Exercise brief
Please count the lines with the word "eyebrow" in the material below, then state the number by itself.

Records provided
****************************************

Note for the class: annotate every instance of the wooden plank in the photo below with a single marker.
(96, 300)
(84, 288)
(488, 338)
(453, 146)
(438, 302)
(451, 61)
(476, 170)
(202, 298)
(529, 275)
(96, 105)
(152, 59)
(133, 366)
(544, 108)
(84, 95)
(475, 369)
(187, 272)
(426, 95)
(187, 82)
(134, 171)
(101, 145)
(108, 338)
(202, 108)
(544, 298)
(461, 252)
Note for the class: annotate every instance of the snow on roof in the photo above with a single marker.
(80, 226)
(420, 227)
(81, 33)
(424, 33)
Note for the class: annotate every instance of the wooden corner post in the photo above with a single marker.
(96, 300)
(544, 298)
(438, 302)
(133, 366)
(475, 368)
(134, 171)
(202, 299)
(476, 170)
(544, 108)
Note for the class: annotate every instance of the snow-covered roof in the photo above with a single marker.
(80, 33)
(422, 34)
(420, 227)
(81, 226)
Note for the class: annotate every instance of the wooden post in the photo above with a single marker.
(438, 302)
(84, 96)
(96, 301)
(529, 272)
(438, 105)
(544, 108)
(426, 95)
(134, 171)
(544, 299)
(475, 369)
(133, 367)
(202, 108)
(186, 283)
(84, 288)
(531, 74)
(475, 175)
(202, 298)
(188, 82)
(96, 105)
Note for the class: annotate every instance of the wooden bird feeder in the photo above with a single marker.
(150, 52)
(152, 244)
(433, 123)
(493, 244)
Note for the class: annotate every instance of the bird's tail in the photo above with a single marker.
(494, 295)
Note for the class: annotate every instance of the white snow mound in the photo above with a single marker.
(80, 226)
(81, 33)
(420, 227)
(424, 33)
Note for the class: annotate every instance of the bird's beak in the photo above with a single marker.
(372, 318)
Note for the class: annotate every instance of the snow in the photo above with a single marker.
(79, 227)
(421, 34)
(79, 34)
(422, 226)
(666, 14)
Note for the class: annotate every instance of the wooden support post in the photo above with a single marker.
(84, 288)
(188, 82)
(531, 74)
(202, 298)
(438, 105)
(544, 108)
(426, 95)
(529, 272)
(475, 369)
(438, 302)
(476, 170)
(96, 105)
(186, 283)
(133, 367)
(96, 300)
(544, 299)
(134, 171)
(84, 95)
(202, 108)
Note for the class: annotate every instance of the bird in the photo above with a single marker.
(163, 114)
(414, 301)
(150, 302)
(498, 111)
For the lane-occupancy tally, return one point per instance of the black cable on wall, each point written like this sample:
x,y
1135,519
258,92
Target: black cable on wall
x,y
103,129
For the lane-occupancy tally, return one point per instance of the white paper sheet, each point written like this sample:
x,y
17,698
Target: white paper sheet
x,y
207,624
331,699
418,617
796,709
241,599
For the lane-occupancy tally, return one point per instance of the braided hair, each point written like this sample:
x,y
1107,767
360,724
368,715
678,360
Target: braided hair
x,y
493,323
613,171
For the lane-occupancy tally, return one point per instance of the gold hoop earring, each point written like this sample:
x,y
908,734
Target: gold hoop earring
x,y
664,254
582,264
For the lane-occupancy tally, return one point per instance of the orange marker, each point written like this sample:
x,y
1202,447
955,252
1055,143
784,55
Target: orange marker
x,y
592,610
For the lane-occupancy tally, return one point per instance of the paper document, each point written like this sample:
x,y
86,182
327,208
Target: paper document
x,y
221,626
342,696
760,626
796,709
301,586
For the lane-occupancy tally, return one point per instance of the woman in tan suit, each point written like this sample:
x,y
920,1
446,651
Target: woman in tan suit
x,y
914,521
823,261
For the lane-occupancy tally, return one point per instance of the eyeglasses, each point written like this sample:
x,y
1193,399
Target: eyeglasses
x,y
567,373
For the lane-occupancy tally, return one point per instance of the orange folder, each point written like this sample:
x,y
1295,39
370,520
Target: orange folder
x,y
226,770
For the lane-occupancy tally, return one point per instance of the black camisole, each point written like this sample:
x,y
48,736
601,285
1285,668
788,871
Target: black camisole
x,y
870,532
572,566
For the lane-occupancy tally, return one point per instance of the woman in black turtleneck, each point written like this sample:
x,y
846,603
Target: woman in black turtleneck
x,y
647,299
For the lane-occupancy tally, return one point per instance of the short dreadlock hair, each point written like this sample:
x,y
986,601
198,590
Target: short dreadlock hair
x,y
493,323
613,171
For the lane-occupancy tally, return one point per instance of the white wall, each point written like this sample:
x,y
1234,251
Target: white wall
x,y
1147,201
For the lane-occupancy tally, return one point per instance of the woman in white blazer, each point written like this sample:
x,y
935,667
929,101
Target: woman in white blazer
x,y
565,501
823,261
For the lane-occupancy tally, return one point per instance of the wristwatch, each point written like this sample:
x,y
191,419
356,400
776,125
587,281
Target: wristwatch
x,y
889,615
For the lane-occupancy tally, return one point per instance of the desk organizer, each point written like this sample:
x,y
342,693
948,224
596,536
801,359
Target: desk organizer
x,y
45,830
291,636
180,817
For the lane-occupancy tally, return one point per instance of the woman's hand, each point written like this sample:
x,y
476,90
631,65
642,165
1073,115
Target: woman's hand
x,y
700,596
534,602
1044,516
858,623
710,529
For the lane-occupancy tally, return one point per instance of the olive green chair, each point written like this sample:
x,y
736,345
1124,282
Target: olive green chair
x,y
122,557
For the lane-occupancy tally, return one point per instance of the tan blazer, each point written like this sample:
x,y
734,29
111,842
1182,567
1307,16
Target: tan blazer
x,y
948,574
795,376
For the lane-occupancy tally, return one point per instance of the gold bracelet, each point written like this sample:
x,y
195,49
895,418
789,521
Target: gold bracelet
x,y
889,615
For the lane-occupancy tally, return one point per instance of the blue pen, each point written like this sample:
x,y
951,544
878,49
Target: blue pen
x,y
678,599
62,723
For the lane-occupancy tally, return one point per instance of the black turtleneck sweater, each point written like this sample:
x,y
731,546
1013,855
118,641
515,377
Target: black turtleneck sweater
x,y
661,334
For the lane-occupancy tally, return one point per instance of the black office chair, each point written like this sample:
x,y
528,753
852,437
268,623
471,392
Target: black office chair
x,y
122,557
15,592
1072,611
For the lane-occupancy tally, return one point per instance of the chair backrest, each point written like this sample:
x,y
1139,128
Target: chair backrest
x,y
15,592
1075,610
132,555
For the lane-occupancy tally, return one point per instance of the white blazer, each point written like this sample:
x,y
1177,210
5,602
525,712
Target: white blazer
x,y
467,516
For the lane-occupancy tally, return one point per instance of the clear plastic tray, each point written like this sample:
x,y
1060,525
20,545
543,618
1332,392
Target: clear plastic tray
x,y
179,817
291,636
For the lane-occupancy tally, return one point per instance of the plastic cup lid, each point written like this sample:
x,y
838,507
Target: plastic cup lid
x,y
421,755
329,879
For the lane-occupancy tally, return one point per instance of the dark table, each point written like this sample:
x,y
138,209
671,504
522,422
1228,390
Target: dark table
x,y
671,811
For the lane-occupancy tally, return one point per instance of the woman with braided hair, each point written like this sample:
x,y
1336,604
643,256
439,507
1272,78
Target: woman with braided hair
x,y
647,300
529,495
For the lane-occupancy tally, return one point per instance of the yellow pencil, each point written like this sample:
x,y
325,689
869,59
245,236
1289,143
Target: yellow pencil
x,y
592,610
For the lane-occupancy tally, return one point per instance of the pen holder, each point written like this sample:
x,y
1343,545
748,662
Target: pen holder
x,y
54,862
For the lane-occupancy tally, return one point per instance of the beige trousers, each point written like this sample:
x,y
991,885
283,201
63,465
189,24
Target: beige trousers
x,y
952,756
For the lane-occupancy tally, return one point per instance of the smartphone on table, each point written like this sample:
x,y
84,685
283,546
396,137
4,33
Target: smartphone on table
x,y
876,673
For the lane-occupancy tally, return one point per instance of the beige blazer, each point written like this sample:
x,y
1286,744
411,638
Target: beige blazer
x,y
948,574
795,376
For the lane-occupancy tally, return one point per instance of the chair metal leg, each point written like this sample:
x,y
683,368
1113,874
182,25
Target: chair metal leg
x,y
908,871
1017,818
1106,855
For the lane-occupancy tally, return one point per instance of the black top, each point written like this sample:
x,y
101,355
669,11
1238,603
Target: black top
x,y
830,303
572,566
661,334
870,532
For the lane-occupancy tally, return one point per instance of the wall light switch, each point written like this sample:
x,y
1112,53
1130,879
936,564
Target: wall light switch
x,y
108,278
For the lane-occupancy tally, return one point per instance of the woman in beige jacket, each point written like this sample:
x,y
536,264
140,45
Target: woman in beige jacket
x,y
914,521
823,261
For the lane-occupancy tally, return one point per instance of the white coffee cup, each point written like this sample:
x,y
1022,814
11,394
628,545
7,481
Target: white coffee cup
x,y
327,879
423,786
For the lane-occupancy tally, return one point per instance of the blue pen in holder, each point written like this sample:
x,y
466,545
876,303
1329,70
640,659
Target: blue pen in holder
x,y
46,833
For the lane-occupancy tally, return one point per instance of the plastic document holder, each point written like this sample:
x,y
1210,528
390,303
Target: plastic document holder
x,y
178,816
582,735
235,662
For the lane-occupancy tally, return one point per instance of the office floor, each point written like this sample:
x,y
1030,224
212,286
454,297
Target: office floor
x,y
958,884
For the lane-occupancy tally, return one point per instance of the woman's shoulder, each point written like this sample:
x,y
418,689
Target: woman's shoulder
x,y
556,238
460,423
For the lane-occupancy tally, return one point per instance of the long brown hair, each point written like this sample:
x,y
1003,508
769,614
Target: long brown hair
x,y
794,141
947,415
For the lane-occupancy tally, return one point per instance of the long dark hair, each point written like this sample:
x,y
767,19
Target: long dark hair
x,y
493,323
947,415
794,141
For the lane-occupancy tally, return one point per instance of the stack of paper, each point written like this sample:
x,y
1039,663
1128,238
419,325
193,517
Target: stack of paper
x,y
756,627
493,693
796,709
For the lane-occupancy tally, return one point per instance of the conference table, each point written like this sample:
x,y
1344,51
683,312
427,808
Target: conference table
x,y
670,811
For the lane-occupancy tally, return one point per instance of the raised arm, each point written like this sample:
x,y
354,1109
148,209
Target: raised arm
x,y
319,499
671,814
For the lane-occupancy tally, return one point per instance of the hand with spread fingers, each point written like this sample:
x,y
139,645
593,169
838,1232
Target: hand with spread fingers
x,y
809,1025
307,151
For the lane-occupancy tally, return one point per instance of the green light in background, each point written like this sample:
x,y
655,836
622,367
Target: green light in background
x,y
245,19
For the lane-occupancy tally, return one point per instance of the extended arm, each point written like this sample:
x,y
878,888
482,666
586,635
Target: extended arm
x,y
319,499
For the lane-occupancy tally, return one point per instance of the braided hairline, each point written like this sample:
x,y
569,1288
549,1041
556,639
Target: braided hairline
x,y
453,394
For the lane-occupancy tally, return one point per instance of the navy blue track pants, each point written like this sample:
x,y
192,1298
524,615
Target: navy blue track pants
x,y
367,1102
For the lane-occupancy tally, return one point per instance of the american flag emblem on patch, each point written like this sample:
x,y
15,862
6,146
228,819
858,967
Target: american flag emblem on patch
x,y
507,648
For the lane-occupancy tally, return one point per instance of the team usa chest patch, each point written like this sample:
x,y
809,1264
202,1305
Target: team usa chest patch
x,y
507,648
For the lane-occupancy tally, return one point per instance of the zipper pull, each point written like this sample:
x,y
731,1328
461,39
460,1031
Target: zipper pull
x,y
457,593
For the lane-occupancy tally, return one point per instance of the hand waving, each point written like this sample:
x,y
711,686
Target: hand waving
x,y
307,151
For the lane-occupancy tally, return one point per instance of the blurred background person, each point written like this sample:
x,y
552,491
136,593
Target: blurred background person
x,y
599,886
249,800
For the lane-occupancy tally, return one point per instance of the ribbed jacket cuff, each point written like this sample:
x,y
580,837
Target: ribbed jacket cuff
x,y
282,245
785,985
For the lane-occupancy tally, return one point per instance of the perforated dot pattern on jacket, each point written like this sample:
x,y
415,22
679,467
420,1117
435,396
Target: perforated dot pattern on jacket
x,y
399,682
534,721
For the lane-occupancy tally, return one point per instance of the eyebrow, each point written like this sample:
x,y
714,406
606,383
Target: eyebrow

****************************************

Result below
2